## START Input rows

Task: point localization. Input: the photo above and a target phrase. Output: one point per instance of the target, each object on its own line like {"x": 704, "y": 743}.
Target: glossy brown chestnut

## END Input rows
## START Input rows

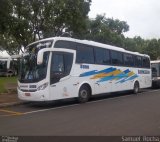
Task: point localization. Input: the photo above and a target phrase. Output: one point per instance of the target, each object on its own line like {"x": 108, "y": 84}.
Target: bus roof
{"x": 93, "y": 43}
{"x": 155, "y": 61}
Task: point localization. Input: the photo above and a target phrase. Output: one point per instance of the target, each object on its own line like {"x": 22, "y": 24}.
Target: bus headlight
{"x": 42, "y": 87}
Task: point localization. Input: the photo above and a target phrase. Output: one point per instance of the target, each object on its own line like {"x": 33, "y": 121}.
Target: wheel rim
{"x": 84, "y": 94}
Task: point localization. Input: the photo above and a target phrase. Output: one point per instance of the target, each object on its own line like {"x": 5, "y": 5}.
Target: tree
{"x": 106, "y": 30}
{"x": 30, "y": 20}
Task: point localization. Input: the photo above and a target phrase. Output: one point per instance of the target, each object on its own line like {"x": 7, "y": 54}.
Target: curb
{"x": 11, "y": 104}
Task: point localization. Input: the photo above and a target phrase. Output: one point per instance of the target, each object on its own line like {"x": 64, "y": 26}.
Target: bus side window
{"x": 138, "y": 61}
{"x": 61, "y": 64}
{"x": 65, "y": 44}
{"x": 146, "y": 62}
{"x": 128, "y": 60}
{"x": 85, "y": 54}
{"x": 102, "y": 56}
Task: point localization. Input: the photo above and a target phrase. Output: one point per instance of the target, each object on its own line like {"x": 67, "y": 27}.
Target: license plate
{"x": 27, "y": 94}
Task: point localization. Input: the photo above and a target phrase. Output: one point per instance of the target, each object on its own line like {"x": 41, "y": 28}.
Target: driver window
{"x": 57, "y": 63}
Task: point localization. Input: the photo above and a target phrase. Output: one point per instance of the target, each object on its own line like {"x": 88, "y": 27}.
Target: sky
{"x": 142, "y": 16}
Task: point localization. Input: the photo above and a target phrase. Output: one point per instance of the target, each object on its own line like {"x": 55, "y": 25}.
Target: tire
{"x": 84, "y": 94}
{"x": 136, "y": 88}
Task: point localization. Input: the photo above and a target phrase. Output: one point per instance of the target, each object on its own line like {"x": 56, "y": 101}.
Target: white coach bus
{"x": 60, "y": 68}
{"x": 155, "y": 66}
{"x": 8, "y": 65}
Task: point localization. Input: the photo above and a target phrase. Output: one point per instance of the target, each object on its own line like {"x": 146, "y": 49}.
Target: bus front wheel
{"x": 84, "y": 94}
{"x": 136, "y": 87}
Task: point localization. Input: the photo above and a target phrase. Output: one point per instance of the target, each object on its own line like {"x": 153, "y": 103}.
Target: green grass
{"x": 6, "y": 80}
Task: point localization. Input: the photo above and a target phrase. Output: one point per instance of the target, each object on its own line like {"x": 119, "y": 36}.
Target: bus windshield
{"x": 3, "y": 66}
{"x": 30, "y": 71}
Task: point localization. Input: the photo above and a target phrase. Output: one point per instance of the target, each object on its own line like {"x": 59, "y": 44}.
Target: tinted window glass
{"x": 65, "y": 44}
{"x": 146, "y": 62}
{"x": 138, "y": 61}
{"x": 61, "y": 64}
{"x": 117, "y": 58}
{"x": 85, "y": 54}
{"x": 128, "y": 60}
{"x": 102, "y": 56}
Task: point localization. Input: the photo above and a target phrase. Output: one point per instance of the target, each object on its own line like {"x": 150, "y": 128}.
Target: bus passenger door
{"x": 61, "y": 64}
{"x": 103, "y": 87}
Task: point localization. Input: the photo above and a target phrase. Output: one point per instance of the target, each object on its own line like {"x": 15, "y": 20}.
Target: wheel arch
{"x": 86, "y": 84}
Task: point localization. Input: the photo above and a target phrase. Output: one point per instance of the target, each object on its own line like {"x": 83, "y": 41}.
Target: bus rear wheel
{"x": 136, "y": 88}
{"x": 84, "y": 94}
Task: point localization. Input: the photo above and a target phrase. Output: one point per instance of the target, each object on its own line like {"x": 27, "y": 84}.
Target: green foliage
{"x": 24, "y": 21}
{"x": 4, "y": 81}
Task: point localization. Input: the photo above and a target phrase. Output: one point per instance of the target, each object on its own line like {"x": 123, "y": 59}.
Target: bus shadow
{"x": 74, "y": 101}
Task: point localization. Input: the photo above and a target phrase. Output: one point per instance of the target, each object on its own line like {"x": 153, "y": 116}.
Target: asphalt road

## END Input rows

> [Given problem] Please count the lines of the listing above that contain the string "wheel", treating uppercase and lowercase as different, and reply with the number alone.

> [Task solution] 4